Task objective - Add 65 to each number in the answer coordinates within the part of the records that opens with the line containing "Point to the black bandana" and runs through the end of the records. Write out every line of that part, leaving the sample coordinates unchanged.

------ Given data

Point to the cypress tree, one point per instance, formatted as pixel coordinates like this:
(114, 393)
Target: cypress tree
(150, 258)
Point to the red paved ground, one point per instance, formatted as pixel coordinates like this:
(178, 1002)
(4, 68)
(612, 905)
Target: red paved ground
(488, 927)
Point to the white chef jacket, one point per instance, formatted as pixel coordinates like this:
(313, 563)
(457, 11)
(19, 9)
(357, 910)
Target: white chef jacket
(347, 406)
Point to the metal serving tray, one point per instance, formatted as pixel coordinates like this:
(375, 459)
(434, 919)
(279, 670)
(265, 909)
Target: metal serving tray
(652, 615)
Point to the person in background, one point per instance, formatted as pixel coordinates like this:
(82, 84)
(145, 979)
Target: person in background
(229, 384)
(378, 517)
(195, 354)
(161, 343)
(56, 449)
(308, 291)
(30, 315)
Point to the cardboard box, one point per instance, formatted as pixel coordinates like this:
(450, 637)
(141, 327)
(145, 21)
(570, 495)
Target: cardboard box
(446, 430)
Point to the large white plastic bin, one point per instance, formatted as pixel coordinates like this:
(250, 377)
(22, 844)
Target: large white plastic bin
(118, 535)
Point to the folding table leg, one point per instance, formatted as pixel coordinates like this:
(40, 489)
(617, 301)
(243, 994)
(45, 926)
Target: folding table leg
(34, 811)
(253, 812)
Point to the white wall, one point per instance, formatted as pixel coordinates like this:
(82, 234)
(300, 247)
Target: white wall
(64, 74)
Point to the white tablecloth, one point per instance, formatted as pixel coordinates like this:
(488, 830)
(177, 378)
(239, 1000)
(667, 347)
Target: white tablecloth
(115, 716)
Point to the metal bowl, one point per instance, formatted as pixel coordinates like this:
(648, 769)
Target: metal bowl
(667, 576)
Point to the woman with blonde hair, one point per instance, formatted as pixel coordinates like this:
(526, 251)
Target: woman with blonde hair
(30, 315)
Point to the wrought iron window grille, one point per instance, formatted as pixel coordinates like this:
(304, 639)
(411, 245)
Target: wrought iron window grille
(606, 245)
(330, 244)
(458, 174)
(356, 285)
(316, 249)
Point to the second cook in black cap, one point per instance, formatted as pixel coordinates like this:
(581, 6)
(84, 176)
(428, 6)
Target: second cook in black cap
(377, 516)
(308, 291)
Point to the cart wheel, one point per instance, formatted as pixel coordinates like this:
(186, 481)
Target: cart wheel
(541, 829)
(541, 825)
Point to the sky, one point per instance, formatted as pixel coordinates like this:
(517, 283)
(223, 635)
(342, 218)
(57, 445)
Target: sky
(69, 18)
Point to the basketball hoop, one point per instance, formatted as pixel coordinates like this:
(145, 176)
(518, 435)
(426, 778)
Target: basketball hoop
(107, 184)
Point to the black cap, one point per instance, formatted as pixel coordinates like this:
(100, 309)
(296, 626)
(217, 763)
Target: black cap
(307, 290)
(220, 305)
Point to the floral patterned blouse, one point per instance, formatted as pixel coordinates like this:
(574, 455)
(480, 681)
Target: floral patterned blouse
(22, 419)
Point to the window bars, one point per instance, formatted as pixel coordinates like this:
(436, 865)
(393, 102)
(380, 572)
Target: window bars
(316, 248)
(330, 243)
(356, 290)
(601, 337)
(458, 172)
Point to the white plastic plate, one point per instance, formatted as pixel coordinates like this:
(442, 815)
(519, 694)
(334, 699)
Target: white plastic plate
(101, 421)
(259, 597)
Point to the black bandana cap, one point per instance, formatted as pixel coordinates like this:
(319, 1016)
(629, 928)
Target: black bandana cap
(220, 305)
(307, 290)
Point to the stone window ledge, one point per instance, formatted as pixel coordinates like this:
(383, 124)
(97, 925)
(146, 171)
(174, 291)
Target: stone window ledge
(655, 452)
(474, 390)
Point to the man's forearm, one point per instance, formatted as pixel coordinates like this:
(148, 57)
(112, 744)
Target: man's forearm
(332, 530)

------------

Reply to the exercise -
Point to the black bandana cap, one point per instance, formatted as pixel coordinates like this:
(319, 1016)
(629, 928)
Target: black bandana cap
(285, 370)
(372, 355)
Point to the stone window ledge, one point per instance, formatted as pixel coordinates like this:
(383, 124)
(97, 925)
(146, 171)
(174, 291)
Target: stone window ledge
(720, 517)
(539, 455)
Point to the man's forearm, one point per instance, formatted as pixel coordinates like this:
(148, 57)
(112, 744)
Target: man's forearm
(397, 595)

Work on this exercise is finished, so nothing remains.